— WRITTEN EXERCISE A —
Answer these questions about the onboarding thread:
(i) Which product does the commenter recall as giving the best onboarding experience?
(ii) How long did that product's interactive tutorial take?
(iii) How long does the commenter's team estimate its new-employee process can take?

┄┄┄┄┄┄

What is successful onboarding? - sushobhan
https://news.greylock.com/why-onboarding-is-the-most-crucial-part-of-your-growth-strategy-8f9ad3ec8d5e
======
sethammons
I was expecting a piece on onboarding new employees, turns out this one is on
onboarding new users. As a user, I really appreciated a great onboarding
experience. The best I can recall was Slack some years ago (I'd assume they
are even better now). When you first signed on, you got an interactive
tutorial that took no more than a handful of seconds to familiarize yourself
with the product. It was quick, efficient, and visually nice.

On the thought of onboarding new employees, I think that is very important
too, and for the same reason as in the article: you want folks to stick
around! On our team, we have a whole processes set up to give new team members
the best chance for success and as efficient as possible spin up. We have some
tutorials for working in our stack, resources for the languages if you are
unfamiliar, some tasks for "do X with the Y API." We get them familiar with
our stack and architecture, getting them to a spot where they can whiteboard
our non-trivial interactions of different services. We do regular check ins on
this process which we estimate can take up to a week when you first start.

┄┄┄┄┄┄

— WRITTEN EXERCISE B —
Locate every line of the entries that contains the string "tinged", and copy each one. Treat case as significant.

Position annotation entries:
┄┄┄┄┄┄

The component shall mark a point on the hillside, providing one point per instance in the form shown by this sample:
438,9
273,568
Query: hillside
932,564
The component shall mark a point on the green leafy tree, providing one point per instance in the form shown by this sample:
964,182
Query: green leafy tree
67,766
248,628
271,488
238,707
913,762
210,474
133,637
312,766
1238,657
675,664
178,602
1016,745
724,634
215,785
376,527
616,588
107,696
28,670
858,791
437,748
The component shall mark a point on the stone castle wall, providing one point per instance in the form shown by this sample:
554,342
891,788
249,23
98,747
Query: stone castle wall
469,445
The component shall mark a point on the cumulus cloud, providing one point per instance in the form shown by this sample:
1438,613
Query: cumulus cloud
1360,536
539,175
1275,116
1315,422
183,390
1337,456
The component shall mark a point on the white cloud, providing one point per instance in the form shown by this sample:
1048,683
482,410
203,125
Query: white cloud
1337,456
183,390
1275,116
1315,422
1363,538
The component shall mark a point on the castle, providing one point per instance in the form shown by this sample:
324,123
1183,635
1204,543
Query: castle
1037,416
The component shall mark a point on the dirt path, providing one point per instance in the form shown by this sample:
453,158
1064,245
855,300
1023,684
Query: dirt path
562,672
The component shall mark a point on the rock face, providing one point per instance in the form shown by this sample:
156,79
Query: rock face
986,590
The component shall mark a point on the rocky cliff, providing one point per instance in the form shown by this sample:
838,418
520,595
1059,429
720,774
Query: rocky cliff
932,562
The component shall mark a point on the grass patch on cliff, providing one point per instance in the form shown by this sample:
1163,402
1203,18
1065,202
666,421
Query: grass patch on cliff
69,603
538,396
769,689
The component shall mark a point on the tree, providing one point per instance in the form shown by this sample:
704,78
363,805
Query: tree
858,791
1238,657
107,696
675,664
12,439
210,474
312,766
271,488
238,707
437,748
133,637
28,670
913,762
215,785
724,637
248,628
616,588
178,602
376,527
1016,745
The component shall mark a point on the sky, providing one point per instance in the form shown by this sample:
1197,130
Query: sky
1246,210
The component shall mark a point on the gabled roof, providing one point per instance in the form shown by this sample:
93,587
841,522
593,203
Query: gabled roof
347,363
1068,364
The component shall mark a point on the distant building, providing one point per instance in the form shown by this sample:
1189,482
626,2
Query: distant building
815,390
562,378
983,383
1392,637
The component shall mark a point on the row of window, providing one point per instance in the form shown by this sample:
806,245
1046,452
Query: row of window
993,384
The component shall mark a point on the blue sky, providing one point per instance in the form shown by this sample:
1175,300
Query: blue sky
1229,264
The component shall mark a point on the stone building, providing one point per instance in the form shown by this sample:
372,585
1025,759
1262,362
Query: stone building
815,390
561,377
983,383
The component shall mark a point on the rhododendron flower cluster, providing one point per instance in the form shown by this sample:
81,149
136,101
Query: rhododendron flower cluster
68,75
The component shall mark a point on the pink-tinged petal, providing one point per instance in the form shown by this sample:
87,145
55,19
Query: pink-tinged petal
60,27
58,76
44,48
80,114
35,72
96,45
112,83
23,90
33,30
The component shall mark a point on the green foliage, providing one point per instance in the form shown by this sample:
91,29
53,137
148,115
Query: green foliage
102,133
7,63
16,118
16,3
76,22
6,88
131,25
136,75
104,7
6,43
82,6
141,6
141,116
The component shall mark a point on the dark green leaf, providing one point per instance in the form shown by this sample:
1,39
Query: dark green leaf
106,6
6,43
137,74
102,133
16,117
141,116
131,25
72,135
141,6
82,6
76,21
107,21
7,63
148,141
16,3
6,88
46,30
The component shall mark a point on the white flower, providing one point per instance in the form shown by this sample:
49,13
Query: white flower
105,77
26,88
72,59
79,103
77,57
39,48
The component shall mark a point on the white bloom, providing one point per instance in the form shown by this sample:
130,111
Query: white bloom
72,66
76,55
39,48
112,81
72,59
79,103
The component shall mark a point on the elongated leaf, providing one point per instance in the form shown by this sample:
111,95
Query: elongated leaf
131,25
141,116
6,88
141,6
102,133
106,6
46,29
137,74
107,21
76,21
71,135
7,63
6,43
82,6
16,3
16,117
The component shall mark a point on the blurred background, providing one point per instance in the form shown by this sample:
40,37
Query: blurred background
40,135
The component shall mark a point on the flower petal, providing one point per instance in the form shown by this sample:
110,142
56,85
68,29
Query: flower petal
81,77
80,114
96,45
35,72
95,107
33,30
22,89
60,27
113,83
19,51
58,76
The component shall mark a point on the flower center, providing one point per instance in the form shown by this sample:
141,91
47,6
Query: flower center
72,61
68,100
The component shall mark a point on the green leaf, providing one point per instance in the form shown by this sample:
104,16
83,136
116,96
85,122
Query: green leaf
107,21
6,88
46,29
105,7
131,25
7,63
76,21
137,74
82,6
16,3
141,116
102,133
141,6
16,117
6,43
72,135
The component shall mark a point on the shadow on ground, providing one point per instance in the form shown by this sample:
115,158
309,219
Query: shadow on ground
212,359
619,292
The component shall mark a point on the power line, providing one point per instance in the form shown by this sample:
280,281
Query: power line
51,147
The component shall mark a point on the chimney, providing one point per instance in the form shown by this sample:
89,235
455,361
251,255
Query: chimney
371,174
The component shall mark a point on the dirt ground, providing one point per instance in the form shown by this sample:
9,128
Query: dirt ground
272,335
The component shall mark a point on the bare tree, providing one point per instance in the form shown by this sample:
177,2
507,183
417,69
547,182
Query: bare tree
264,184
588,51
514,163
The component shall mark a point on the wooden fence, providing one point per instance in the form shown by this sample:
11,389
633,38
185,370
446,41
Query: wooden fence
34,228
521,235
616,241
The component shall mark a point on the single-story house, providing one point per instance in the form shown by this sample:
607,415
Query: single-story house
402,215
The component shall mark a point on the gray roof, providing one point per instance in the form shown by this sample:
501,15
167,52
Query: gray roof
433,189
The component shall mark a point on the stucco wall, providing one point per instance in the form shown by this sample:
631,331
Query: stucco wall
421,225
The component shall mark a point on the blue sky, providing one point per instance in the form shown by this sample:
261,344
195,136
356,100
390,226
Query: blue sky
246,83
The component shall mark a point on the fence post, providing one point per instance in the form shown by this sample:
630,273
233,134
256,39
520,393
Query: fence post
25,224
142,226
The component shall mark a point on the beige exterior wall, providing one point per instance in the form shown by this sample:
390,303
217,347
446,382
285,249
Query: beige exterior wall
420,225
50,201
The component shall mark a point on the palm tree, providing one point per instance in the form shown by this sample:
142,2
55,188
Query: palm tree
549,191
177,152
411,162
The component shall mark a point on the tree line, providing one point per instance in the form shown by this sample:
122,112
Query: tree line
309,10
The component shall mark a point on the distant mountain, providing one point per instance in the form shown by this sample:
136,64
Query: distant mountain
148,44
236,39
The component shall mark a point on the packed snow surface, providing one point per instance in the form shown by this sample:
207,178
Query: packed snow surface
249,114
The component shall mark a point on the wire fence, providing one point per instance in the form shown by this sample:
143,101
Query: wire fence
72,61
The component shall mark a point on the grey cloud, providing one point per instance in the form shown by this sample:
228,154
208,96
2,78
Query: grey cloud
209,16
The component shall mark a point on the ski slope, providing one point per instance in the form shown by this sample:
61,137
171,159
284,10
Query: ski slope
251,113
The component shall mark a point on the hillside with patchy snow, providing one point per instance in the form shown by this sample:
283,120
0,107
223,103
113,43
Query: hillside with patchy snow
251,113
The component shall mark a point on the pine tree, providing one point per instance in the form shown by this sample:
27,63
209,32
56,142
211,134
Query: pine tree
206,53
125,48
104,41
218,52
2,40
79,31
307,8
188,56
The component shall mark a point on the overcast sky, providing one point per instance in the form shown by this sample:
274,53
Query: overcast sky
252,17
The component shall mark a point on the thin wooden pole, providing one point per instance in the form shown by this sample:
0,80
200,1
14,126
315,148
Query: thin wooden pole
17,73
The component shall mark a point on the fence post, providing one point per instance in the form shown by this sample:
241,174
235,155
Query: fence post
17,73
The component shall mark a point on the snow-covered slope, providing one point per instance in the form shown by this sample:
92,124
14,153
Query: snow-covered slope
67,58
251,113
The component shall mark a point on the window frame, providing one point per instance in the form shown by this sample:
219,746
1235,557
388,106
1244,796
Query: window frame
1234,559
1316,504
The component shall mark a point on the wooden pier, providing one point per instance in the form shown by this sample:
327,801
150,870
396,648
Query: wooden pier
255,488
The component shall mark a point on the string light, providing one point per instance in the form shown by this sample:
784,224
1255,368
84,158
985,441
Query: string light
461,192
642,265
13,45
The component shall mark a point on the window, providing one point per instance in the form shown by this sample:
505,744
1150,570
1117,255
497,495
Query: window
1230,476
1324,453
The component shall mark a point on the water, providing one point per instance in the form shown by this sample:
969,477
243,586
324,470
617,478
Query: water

┄┄┄┄┄┄

— COMPLETE OUTPUT A —
(i) Slack
(ii) No more than a handful of seconds
(iii) Up to a week

— COMPLETE OUTPUT B —
The component shall mark a point on the pink-tinged petal, providing one point per instance in the form shown by this sample:
Query: pink-tinged petal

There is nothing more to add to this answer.